:: Problem details ::
An exact copy of every entry is the required answer.

[Stored dataset items]
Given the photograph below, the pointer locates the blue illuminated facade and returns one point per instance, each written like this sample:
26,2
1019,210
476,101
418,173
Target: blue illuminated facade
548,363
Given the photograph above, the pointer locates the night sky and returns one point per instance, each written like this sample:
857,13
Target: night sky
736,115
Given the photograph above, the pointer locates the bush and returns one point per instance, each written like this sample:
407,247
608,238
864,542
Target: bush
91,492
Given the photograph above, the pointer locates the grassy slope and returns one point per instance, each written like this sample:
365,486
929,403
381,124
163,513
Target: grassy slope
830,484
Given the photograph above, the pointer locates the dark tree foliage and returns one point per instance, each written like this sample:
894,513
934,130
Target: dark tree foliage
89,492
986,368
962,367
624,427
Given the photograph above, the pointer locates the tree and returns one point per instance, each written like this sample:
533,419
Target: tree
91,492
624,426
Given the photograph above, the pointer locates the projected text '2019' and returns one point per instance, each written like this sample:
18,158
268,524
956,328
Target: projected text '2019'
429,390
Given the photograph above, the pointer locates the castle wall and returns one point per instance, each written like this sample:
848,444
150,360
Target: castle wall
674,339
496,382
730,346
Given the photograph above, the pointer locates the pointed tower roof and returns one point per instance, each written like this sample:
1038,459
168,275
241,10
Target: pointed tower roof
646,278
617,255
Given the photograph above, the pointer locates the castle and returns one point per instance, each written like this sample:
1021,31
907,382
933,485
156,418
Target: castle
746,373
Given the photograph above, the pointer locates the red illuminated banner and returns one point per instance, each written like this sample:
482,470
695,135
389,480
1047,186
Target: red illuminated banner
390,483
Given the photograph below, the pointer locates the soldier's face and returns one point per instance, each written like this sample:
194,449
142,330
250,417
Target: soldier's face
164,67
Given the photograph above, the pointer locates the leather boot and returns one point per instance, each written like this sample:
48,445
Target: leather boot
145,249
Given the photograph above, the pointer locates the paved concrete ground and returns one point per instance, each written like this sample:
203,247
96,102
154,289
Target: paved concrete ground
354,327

:: The completed task ::
Given the photograph below, the pointer locates the blue illuminated facade and returns one point per instance, each written like this sample:
26,2
1019,210
476,101
418,173
Target: blue illuminated facade
548,363
Given the photograph above, the pointer locates the night sky and returns one point per instance, each written like this sample:
857,13
Target: night sky
736,115
Given the photograph above, the pointer locates the bush and returns one point per instance, each written like this sample:
407,247
608,238
864,542
Target: bush
91,492
Given the photograph above, the pointer locates the grassy slope and returns one point per instance, each written like this sample:
365,486
929,403
381,124
163,513
Target: grassy slope
830,484
Given the photograph above, the pointer locates the dark tree foliage and returns one point per instance, each written like this sample:
894,513
934,130
Target: dark tree foliage
89,492
986,368
962,367
624,427
Given the photograph above, the pointer locates the tree and returns one point per instance, each written like this sample:
533,419
Target: tree
91,492
624,426
Given the photograph above, the pointer locates the projected text '2019' and returns one point per instance, each written like this sample:
18,158
268,524
956,328
Target: projected text '2019'
429,390
Given the photograph above, the pointer locates the castle wall and returns one point per instance, each written like this sample:
848,444
150,360
Target: castle wall
674,339
496,382
730,346
Given the photograph above, the pointer locates the pointed tower roof and returns one point per instance, each written like this sample:
1038,459
168,275
241,10
Target: pointed tower roof
646,278
617,255
Given the photograph above, the pointer locates the castle and returns one point per instance, each written like this sample:
1021,31
907,382
933,485
156,418
Target: castle
746,373
Given the photograph above, the pointer locates the red illuminated banner and returns one point per instance, each written like this sample:
482,470
695,135
389,480
1047,186
Target: red illuminated banner
390,483
Given the photograph below, the pointer locates the soldier's face and returns one point per instance, each written like this sample:
194,449
142,330
250,417
Target: soldier's face
164,67
Given the photograph above, the pointer locates the leather boot and returns one point per instance, each written like this sample:
48,445
Target: leather boot
145,249
Given the photograph above, the pointer locates the paved concrete ground and returns one point per instance, each written like this sample:
203,247
96,102
154,289
Target: paved concrete ground
354,327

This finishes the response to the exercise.